** Opening Records for this exercise block **

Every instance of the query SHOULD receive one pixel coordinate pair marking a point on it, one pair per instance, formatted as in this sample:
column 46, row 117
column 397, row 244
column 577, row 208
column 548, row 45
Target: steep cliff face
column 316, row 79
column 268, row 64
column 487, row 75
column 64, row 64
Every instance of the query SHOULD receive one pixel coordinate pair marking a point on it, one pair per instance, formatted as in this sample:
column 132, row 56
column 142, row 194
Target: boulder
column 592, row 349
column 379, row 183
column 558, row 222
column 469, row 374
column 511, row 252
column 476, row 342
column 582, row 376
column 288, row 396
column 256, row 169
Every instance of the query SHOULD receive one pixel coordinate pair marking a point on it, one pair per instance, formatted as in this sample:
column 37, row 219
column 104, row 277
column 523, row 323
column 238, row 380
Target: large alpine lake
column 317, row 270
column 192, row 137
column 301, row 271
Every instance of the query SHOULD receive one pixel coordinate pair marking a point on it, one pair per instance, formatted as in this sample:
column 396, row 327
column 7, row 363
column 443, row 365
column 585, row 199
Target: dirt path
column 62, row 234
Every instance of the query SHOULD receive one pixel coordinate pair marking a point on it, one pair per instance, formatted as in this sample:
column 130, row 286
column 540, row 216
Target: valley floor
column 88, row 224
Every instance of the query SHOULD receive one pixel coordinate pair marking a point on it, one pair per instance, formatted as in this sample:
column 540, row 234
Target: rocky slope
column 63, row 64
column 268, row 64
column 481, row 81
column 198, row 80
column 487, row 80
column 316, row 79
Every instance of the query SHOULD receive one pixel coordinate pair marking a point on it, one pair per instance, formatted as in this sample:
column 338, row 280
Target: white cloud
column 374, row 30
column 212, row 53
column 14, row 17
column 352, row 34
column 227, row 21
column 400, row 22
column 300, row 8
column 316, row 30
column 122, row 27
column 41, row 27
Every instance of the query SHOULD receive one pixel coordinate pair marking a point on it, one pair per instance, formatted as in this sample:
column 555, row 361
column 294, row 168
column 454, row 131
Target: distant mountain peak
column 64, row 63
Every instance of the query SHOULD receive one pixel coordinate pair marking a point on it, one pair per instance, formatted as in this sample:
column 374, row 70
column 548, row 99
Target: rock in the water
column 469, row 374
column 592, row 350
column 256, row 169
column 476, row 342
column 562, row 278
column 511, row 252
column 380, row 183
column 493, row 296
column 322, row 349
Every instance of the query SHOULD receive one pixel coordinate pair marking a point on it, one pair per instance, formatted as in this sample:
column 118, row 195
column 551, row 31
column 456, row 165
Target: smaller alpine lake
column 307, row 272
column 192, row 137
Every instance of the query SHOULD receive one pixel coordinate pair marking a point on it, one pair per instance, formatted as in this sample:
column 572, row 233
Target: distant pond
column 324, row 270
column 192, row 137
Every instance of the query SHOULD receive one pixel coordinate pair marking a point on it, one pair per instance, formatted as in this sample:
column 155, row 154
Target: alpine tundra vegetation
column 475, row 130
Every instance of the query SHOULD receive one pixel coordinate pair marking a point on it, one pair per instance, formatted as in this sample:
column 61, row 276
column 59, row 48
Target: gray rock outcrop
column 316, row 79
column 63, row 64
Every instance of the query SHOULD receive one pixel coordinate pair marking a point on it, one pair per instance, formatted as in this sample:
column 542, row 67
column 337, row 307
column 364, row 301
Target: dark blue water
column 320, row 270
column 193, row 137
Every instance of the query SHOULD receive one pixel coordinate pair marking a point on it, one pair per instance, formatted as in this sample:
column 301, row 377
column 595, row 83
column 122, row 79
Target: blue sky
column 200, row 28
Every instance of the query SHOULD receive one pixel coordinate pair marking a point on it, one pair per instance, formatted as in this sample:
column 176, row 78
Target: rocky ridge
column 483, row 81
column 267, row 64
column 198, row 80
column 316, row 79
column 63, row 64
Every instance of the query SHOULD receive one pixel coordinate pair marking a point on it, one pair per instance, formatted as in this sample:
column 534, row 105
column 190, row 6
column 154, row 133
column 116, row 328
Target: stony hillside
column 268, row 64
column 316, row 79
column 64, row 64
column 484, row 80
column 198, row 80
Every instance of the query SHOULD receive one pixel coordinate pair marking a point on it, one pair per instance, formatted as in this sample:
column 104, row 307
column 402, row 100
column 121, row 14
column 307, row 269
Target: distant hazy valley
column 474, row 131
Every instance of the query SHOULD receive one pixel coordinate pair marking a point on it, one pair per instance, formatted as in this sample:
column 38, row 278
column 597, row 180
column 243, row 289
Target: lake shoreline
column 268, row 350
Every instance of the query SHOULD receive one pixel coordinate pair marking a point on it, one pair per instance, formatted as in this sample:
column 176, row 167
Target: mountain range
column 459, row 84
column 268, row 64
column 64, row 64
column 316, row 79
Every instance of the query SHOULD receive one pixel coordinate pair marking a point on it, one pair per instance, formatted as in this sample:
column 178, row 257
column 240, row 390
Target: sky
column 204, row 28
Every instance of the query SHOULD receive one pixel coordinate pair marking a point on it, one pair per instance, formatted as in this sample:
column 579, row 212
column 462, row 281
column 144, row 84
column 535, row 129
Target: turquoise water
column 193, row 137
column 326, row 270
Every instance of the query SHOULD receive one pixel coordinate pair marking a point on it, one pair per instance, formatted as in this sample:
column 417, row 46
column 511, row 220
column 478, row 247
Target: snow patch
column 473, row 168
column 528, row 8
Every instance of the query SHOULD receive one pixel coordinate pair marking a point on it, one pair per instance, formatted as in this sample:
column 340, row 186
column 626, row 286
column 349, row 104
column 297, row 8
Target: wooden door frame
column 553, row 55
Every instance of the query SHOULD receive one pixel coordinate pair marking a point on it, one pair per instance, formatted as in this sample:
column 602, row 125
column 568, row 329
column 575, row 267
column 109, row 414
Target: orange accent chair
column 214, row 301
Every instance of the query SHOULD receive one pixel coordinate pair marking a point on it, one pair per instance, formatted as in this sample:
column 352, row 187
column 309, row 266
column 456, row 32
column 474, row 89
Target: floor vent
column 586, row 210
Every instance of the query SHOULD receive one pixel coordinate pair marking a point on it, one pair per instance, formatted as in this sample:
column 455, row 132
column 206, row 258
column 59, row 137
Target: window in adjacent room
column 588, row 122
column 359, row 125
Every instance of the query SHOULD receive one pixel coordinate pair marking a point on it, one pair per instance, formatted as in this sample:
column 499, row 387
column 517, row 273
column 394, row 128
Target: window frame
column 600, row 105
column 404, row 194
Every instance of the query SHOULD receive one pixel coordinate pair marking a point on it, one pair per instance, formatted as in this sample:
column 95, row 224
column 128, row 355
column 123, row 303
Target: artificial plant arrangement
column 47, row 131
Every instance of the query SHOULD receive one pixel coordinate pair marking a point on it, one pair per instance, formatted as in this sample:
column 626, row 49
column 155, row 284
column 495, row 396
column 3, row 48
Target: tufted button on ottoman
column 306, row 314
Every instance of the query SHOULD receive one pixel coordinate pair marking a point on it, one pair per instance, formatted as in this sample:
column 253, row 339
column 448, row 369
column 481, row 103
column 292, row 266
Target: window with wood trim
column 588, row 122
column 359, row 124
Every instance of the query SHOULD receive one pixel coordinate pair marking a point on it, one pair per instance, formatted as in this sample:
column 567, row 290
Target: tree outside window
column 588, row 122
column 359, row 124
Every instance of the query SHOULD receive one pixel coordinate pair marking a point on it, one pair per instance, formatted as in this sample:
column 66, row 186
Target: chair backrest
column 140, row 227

** Closing Records for this exercise block **

Task: The records above are to be duplicated word for word.

Answer to the exercise:
Every instance of the query SHOULD receive one pixel coordinate pair marking a point on it, one pair per instance, formatted as in this sample:
column 46, row 117
column 397, row 244
column 577, row 208
column 548, row 45
Target: steep cliff face
column 316, row 79
column 268, row 64
column 487, row 75
column 64, row 64
Every instance of the query SHOULD receive one pixel coordinate pair marking a point on it, one pair per instance, formatted as in this sample:
column 132, row 56
column 142, row 194
Target: boulder
column 592, row 349
column 379, row 183
column 558, row 222
column 469, row 374
column 511, row 252
column 476, row 342
column 582, row 376
column 288, row 396
column 256, row 169
Every instance of the query SHOULD receive one pixel coordinate pair marking a point on it, one pair per instance, formatted as in this sample:
column 37, row 219
column 104, row 277
column 523, row 323
column 238, row 380
Target: large alpine lake
column 317, row 270
column 192, row 137
column 301, row 271
Every instance of the query SHOULD receive one pixel coordinate pair marking a point on it, one pair per instance, formatted as in this sample:
column 396, row 327
column 7, row 363
column 443, row 365
column 585, row 199
Target: dirt path
column 62, row 234
Every instance of the query SHOULD receive one pixel coordinate pair marking a point on it, one pair per instance, formatted as in this sample:
column 130, row 286
column 540, row 216
Target: valley floor
column 88, row 224
Every instance of the query SHOULD receive one pixel coordinate pair marking a point on it, one pair per instance, formatted as in this sample:
column 540, row 234
Target: rocky slope
column 63, row 64
column 268, row 64
column 481, row 81
column 198, row 80
column 487, row 80
column 316, row 79
Every instance of the query SHOULD receive one pixel coordinate pair marking a point on it, one pair per instance, formatted as in this sample:
column 338, row 280
Target: white cloud
column 374, row 30
column 212, row 53
column 14, row 17
column 352, row 34
column 227, row 21
column 400, row 22
column 300, row 8
column 316, row 30
column 122, row 27
column 41, row 27
Every instance of the query SHOULD receive one pixel coordinate pair marking a point on it, one pair per instance, formatted as in this sample:
column 555, row 361
column 294, row 168
column 454, row 131
Target: distant mountain peak
column 64, row 63
Every instance of the query SHOULD receive one pixel coordinate pair marking a point on it, one pair per instance, formatted as in this sample:
column 374, row 70
column 548, row 99
Target: rock in the water
column 469, row 374
column 592, row 350
column 256, row 169
column 476, row 342
column 562, row 278
column 511, row 252
column 380, row 183
column 493, row 296
column 322, row 349
Every instance of the query SHOULD receive one pixel coordinate pair marking a point on it, one pair per instance, formatted as in this sample:
column 118, row 195
column 551, row 31
column 456, row 165
Target: smaller alpine lake
column 307, row 272
column 192, row 137
Every instance of the query SHOULD receive one pixel coordinate pair marking a point on it, one pair per instance, formatted as in this sample:
column 572, row 233
Target: distant pond
column 324, row 270
column 192, row 137
Every instance of the query SHOULD receive one pixel coordinate pair marking a point on it, one pair per instance, formatted as in this sample:
column 155, row 154
Target: alpine tundra vegetation
column 475, row 130
Every instance of the query SHOULD receive one pixel coordinate pair marking a point on it, one pair per instance, formatted as in this sample:
column 61, row 276
column 59, row 48
Target: gray rock outcrop
column 316, row 79
column 63, row 64
Every instance of the query SHOULD receive one pixel coordinate pair marking a point on it, one pair per instance, formatted as in this sample:
column 542, row 67
column 337, row 307
column 364, row 301
Target: dark blue water
column 320, row 270
column 193, row 137
Every instance of the query SHOULD receive one pixel coordinate pair marking a point on it, one pair per instance, formatted as in this sample:
column 301, row 377
column 595, row 83
column 122, row 79
Target: blue sky
column 200, row 28
Every instance of the query SHOULD receive one pixel coordinate pair marking a point on it, one pair per instance, formatted as in this sample:
column 176, row 78
Target: rocky ridge
column 483, row 81
column 267, row 64
column 198, row 80
column 316, row 79
column 63, row 64
Every instance of the query SHOULD receive one pixel coordinate pair marking a point on it, one pair per instance, formatted as in this sample:
column 534, row 105
column 190, row 6
column 154, row 133
column 116, row 328
Target: stony hillside
column 268, row 64
column 316, row 79
column 64, row 64
column 484, row 80
column 198, row 80
Every instance of the query SHOULD receive one pixel coordinate pair marking a point on it, one pair per instance, formatted as in this sample:
column 104, row 307
column 402, row 100
column 121, row 14
column 307, row 269
Target: distant hazy valley
column 474, row 131
Every instance of the query SHOULD receive one pixel coordinate pair marking a point on it, one pair per instance, formatted as in this sample:
column 38, row 278
column 597, row 180
column 243, row 289
Target: lake shoreline
column 268, row 350
Every instance of the query SHOULD receive one pixel coordinate pair marking a point on it, one pair per instance, formatted as in this sample:
column 176, row 167
Target: mountain range
column 459, row 84
column 268, row 64
column 64, row 64
column 316, row 79
Every instance of the query SHOULD receive one pixel coordinate pair marking a point on it, one pair per instance, formatted as in this sample:
column 178, row 257
column 240, row 390
Target: sky
column 204, row 28
Every instance of the query SHOULD receive one pixel coordinate pair marking a point on it, one pair per instance, formatted as in this sample:
column 579, row 212
column 462, row 281
column 144, row 84
column 535, row 129
Target: turquoise water
column 193, row 137
column 326, row 270
Every instance of the query SHOULD receive one pixel coordinate pair marking a point on it, one pair per instance, formatted as in this sample:
column 417, row 46
column 511, row 220
column 478, row 247
Target: snow patch
column 473, row 168
column 528, row 8
Every instance of the query SHOULD receive one pixel coordinate pair marking a point on it, one pair per instance, formatted as in this sample:
column 340, row 186
column 626, row 286
column 349, row 104
column 297, row 8
Target: wooden door frame
column 553, row 55
Every instance of the query SHOULD receive one pixel coordinate pair marking a point on it, one pair per instance, formatted as in this sample:
column 602, row 125
column 568, row 329
column 575, row 267
column 109, row 414
Target: orange accent chair
column 214, row 301
Every instance of the query SHOULD receive one pixel coordinate pair marking a point on it, one pair per instance, formatted as in this sample:
column 352, row 187
column 309, row 266
column 456, row 32
column 474, row 89
Target: floor vent
column 586, row 210
Every instance of the query SHOULD receive one pixel coordinate pair marking a point on it, one pair per instance, formatted as in this sample:
column 455, row 132
column 206, row 258
column 59, row 137
Target: window in adjacent room
column 588, row 122
column 359, row 125
Every instance of the query SHOULD receive one pixel coordinate pair marking a point on it, one pair per instance, formatted as in this sample:
column 499, row 387
column 517, row 273
column 394, row 128
Target: window frame
column 600, row 105
column 404, row 194
Every instance of the query SHOULD receive one pixel coordinate pair marking a point on it, one pair per instance, formatted as in this sample:
column 95, row 224
column 128, row 355
column 123, row 303
Target: artificial plant arrangement
column 47, row 131
Every instance of the query SHOULD receive one pixel coordinate pair marking a point on it, one pair per instance, formatted as in this sample:
column 626, row 49
column 155, row 284
column 495, row 396
column 3, row 48
Target: tufted button on ottoman
column 306, row 314
Every instance of the query SHOULD receive one pixel coordinate pair marking a point on it, one pair per instance, formatted as in this sample:
column 253, row 339
column 448, row 369
column 481, row 103
column 292, row 266
Target: window with wood trim
column 588, row 122
column 359, row 124
Every instance of the query SHOULD receive one pixel coordinate pair marking a point on it, one pair per instance, formatted as in this sample:
column 567, row 290
Target: tree outside window
column 588, row 122
column 359, row 124
Every instance of the query SHOULD receive one pixel coordinate pair marking a point on it, one pair per instance, formatted as in this sample:
column 66, row 186
Target: chair backrest
column 140, row 227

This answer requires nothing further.